The punishment came swiftly. He was ousted from his position, and when he fell ill and needed brain surgery, he was denied access to care—until Taiwan finally came to his rescue.
I had the rare opportunity of sitting down with Suidani and his adviser Celsus Talifilu when they were on a trip to the United States.
The story of Suidani and the Solomon Islands is a window into the Chinese regime’s tactics across the Pacific, and even here in North America, as it expands its influence, bribes the powerful, and co-opts strategic resources.
In 2019, the Solomon Islands, which had long recognized Taiwan as the true seat of the Chinese government, switched this formal recognition to the People’s Republic of China.
Recently, Parliament voted to delay elections to accommodate a big event funded by China, the Pacific Games. There’s evidence that suggests the Parliament members who supported the change received about 200,000 SBD per person (about US$24,000), from a CCP-linked slush fund.
Jan Jekielek: Premier Daniel Suidani, such a pleasure to have you on American Thought Leaders.
Premier Daniel Suidani: Thank you for having me. Thank you very much.

──────

- PROBLEM STATEMENT -
Repeat word for word the part of the Solomon Islands text that opens with the words containing "I had the rare" and closes with "Republic of China.". The material after this text is separate from it.

- PROVIDED DATA -
──────

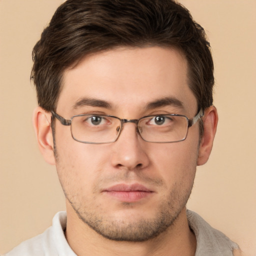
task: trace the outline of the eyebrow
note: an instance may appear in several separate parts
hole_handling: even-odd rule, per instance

──────

- RESULT OF THE TASK -
I had the rare opportunity of sitting down with Suidani and his adviser Celsus Talifilu when they were on a trip to the United States.
The story of Suidani and the Solomon Islands is a window into the Chinese regime’s tactics across the Pacific, and even here in North America, as it expands its influence, bribes the powerful, and co-opts strategic resources.
In 2019, the Solomon Islands, which had long recognized Taiwan as the true seat of the Chinese government, switched this formal recognition to the People’s Republic of China.